What you need to do:
Copy each line below containing "gets".
>>>>
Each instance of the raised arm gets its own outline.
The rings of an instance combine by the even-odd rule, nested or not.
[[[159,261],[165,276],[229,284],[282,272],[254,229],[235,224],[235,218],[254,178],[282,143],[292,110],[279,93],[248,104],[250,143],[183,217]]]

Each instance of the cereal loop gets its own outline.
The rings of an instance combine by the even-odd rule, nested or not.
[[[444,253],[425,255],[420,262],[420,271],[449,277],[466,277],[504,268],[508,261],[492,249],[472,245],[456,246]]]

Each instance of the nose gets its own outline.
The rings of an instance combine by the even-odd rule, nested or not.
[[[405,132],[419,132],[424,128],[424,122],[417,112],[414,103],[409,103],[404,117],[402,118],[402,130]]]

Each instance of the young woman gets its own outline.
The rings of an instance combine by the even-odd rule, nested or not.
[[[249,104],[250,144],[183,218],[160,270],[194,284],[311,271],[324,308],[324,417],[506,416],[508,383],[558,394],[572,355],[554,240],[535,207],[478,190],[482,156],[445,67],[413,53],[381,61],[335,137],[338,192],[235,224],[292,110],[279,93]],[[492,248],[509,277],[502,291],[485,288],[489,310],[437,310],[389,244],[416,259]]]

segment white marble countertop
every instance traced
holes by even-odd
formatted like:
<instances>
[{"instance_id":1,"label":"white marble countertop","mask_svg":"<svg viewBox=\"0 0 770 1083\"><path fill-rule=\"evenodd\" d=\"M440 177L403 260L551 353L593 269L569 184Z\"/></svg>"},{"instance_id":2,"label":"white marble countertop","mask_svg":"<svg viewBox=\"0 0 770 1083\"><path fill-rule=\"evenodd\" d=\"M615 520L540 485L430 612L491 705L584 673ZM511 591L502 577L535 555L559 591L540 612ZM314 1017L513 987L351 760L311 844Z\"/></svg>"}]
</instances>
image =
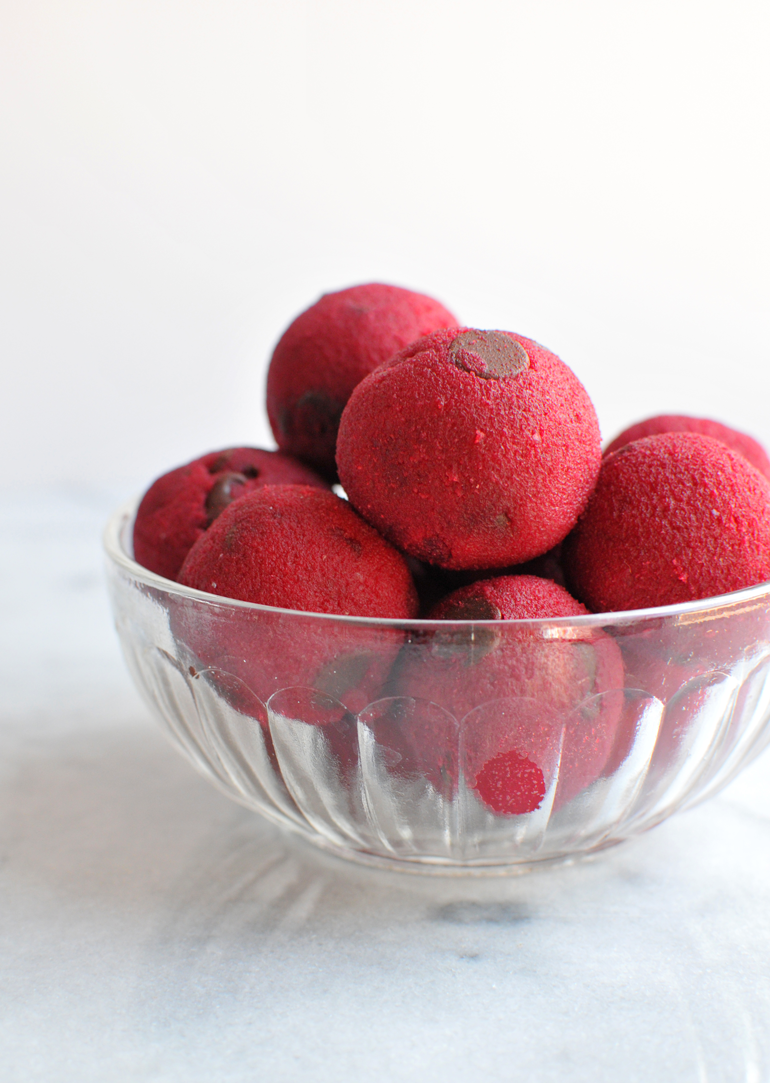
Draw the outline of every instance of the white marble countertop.
<instances>
[{"instance_id":1,"label":"white marble countertop","mask_svg":"<svg viewBox=\"0 0 770 1083\"><path fill-rule=\"evenodd\" d=\"M112 502L0 511L0 1079L770 1078L770 757L570 866L348 865L155 726L107 607Z\"/></svg>"}]
</instances>

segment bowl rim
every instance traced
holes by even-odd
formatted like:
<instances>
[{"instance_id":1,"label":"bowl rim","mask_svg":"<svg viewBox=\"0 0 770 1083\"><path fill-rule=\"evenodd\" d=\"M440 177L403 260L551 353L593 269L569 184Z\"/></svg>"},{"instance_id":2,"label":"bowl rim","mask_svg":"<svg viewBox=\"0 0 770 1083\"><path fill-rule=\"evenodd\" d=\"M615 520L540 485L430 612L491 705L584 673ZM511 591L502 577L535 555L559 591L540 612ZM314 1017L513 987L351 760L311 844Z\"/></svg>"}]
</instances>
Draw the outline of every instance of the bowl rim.
<instances>
[{"instance_id":1,"label":"bowl rim","mask_svg":"<svg viewBox=\"0 0 770 1083\"><path fill-rule=\"evenodd\" d=\"M653 622L661 619L672 619L681 623L690 623L693 619L705 616L719 616L721 611L729 610L733 606L741 609L748 603L761 599L770 602L770 580L758 583L752 587L743 587L741 590L732 591L730 594L719 594L710 598L701 598L692 602L680 602L676 605L661 605L650 609L627 609L616 610L607 613L585 613L580 616L566 617L538 617L515 620L426 620L424 617L400 618L400 617L359 617L344 613L315 613L300 609L283 609L278 606L263 605L259 602L247 602L240 598L228 598L219 594L210 594L207 591L196 590L194 587L183 586L172 579L166 579L149 568L143 567L134 560L133 555L127 550L124 538L130 537L128 528L133 526L137 508L141 496L132 497L124 501L110 515L105 524L102 542L109 560L155 590L165 591L167 594L189 598L191 601L205 603L219 608L236 608L251 610L255 613L282 613L290 618L320 618L327 621L339 621L345 624L362 626L377 626L385 628L399 628L409 630L425 629L435 631L448 627L468 627L470 625L481 627L520 627L532 630L540 630L541 634L547 634L547 630L559 630L572 628L580 629L606 628L608 625L634 624L639 622Z\"/></svg>"}]
</instances>

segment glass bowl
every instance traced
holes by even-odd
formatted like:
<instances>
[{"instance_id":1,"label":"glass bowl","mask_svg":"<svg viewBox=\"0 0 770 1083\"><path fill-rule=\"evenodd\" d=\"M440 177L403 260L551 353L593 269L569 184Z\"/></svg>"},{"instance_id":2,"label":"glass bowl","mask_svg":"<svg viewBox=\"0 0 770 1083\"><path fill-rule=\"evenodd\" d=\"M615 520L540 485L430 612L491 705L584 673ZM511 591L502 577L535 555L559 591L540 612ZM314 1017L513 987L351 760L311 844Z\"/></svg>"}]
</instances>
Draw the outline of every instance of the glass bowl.
<instances>
[{"instance_id":1,"label":"glass bowl","mask_svg":"<svg viewBox=\"0 0 770 1083\"><path fill-rule=\"evenodd\" d=\"M523 871L721 789L770 738L770 584L532 621L300 613L182 587L105 532L133 678L230 797L358 861Z\"/></svg>"}]
</instances>

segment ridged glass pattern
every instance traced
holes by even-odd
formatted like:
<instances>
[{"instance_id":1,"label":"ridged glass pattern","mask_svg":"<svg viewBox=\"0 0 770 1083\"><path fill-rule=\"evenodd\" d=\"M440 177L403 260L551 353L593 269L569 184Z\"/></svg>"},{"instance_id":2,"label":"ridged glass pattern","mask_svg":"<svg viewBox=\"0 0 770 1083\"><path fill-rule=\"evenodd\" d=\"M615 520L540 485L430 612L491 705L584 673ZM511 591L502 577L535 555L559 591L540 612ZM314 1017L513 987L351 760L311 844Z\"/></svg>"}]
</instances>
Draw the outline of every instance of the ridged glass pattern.
<instances>
[{"instance_id":1,"label":"ridged glass pattern","mask_svg":"<svg viewBox=\"0 0 770 1083\"><path fill-rule=\"evenodd\" d=\"M724 786L770 737L770 587L553 621L371 621L187 590L105 543L123 651L172 741L345 856L526 867Z\"/></svg>"}]
</instances>

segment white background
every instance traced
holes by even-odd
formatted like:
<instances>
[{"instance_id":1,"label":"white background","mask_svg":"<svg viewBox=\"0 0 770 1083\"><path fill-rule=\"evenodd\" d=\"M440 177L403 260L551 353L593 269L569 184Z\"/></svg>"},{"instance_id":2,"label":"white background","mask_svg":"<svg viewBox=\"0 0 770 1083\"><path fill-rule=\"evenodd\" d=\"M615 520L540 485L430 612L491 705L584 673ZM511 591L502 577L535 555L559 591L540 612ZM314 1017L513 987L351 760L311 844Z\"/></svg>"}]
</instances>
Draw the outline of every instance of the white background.
<instances>
[{"instance_id":1,"label":"white background","mask_svg":"<svg viewBox=\"0 0 770 1083\"><path fill-rule=\"evenodd\" d=\"M2 0L6 477L272 446L273 344L371 280L550 346L606 438L770 442L769 46L750 0Z\"/></svg>"}]
</instances>

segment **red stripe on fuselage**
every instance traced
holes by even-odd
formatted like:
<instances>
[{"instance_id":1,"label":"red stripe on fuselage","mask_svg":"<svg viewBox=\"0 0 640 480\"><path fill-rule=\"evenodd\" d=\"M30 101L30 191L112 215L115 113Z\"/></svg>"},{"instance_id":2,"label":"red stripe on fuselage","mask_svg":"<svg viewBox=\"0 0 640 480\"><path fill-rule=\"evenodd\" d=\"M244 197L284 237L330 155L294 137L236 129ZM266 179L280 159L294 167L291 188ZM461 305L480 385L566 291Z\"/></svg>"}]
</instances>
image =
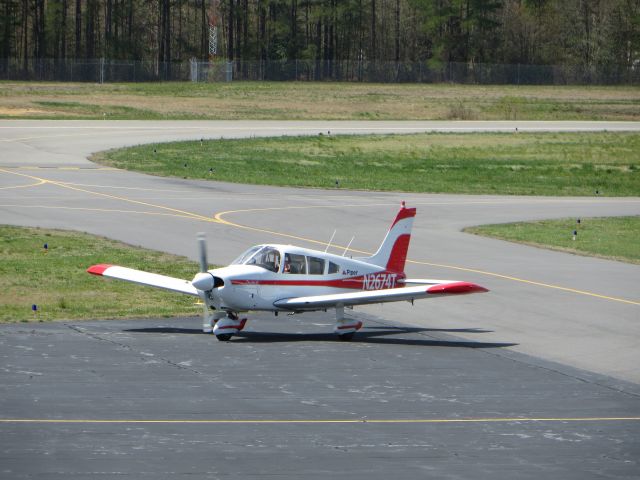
<<<<
Finished task:
Each instance of the raised arm gets its own outline.
Each instance of the cereal loop gets its own outline.
Each instance of the nose gets its own outline.
Each instance of the young woman gets its own outline.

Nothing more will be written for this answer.